◆ **GIVEN EXERCISE**: Beginning with the line where "Task: place one pin on each instance of the green" appears, repeat every remaining line of the entries exactly, the last line included.

----

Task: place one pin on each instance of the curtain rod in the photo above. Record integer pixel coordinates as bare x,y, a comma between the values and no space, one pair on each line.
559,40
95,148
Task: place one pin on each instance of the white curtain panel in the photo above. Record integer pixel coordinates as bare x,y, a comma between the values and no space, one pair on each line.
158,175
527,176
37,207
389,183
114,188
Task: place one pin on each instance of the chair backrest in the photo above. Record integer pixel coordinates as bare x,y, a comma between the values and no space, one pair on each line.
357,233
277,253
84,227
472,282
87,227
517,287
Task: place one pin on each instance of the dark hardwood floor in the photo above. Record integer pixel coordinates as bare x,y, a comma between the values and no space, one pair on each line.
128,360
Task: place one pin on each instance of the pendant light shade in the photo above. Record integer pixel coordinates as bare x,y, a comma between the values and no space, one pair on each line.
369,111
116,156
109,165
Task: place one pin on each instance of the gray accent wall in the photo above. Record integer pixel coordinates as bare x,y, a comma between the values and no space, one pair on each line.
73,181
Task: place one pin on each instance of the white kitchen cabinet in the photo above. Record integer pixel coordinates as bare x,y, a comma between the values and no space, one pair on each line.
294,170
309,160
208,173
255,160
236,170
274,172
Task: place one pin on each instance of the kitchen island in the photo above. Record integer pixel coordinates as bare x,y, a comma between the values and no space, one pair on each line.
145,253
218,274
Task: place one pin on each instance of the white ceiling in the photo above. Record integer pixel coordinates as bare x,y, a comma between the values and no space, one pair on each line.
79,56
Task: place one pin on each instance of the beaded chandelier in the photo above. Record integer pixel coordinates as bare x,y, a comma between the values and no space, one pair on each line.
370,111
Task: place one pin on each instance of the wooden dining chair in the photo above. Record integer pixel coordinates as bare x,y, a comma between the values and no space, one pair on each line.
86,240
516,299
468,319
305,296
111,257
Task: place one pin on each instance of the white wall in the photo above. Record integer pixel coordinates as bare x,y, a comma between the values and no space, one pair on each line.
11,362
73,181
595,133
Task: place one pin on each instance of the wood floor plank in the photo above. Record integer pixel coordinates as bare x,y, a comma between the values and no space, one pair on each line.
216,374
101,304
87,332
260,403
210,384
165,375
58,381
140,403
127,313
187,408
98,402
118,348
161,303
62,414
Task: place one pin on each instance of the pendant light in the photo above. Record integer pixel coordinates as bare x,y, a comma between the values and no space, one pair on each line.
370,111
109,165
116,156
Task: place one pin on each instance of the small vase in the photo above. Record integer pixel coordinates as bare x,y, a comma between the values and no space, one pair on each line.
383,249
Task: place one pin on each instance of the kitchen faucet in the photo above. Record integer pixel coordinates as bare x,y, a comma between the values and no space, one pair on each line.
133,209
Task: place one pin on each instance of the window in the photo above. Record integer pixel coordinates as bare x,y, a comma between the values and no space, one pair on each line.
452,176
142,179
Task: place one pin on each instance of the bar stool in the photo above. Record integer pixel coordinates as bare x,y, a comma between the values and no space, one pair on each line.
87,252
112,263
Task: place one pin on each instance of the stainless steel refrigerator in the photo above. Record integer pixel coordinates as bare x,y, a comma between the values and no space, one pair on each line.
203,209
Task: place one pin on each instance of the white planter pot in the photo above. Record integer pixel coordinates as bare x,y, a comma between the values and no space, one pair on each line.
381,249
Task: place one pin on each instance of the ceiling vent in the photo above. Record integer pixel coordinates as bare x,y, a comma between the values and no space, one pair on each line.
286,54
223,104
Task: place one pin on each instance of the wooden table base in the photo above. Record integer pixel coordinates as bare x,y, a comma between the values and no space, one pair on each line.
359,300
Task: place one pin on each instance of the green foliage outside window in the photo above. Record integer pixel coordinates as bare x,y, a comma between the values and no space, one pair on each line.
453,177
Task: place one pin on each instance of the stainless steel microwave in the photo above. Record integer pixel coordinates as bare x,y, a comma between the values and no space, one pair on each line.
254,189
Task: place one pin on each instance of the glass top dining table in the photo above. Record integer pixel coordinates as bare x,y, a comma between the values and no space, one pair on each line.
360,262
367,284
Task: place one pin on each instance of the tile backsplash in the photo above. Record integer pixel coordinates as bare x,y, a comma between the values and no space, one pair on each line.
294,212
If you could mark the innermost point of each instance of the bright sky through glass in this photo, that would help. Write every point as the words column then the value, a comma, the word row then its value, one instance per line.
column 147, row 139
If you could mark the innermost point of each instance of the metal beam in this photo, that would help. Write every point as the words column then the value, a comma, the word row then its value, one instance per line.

----

◆ **SOLUTION TO THIS TASK**:
Task: place one pin on each instance of the green foliage outside window in the photo above. Record integer pixel coordinates as bare x,y, a comma between the values and no space, one pair on each line.
453,177
Task: place one pin on each instance of the stainless steel microwave in the photo above. Record integer pixel coordinates as bare x,y, a comma between the values and no space, one pair on each line.
254,189
Task: place one pin on each instance of the glass top dining table in the photo above. Record integer pixel coordinates as bare x,y, a comma between the values and no space, one pair on each line.
360,262
367,284
Task: place one pin on each instance of the tile backsplash in the photo above. Record integer pixel coordinates as bare x,y, a comma between the values and no space, one pair on each line.
294,212
If you could mark the innermost point of each instance of the bright sky through glass in this photo, that would help. Write every point as the words column then the value, a comma, the word row then its value, one instance per line.
column 147, row 139
If you could mark the innermost point of each instance of the metal beam in this photo, that would help. Write every point as the words column then the value, a comma, the word row then its value, one instance per line.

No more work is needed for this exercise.